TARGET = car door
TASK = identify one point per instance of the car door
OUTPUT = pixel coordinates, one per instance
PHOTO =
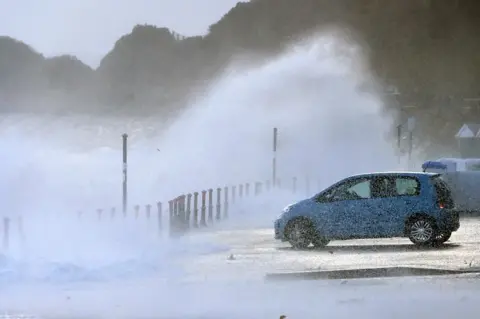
(383, 199)
(349, 208)
(399, 198)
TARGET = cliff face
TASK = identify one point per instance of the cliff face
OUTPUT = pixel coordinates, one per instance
(427, 49)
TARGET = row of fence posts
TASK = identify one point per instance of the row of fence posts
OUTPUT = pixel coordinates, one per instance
(185, 211)
(200, 209)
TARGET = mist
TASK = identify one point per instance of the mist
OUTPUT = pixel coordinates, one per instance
(54, 166)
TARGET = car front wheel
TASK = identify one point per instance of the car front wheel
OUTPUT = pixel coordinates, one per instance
(422, 231)
(443, 237)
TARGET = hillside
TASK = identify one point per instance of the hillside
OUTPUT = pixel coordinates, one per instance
(428, 49)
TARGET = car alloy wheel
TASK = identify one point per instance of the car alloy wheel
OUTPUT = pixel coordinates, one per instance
(422, 231)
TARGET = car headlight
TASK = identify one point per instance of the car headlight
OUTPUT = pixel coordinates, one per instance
(285, 210)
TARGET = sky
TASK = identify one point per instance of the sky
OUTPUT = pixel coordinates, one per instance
(89, 28)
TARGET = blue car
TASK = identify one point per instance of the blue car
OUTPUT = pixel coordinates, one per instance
(416, 205)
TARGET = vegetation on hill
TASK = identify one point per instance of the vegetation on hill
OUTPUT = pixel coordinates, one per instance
(428, 49)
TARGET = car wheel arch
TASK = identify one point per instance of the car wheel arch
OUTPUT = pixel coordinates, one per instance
(412, 217)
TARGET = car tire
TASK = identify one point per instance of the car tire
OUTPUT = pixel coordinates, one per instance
(300, 233)
(422, 231)
(320, 241)
(442, 237)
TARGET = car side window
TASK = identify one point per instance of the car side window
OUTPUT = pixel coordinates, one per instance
(383, 187)
(353, 190)
(407, 186)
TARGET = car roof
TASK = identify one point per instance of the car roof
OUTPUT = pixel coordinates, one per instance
(396, 173)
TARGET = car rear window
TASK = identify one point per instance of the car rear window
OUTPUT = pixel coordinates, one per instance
(444, 195)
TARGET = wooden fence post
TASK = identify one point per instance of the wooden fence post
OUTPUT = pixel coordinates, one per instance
(203, 220)
(225, 204)
(210, 205)
(148, 209)
(6, 233)
(234, 193)
(218, 215)
(160, 216)
(137, 211)
(307, 186)
(189, 208)
(195, 210)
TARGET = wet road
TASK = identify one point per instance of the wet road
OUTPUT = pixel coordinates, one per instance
(254, 253)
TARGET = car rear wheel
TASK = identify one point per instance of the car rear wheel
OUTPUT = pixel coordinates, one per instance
(443, 237)
(320, 241)
(422, 231)
(299, 233)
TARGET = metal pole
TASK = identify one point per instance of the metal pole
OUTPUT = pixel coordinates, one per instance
(399, 141)
(410, 149)
(274, 160)
(124, 192)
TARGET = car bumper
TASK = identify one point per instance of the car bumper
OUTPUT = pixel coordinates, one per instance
(450, 220)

→ Goal of the exercise
Copy out exactly everything from the line containing "TARGET = wooden fence post" down to the final line above, including both.

→ Complete answer
TARGET = wooden fence post
TASK = identify one point per instance of the wooden fence post
OUTPUT = pixel coordinates, one per instance
(203, 220)
(225, 204)
(210, 205)
(148, 209)
(6, 233)
(234, 193)
(218, 215)
(160, 216)
(137, 211)
(307, 186)
(189, 208)
(195, 210)
TARGET = wet road
TASK = identify one point per instance of the wet road
OUTPUT = pixel coordinates, one per instance
(254, 253)
TARGET = car rear wheel
TASK = identify one point per instance of the car rear wheel
OUTPUT = pixel coordinates, one per instance
(443, 237)
(320, 241)
(422, 231)
(299, 233)
TARGET = metal pole
TASK = identify one point per instance of the metal pole
OUTPUT = pixel coordinates, one per instance
(399, 141)
(410, 149)
(274, 160)
(124, 192)
TARGET = car bumper
TASK = identify one point per instance of the car bumper
OUTPUT = pixel coordinates, one per instance
(450, 220)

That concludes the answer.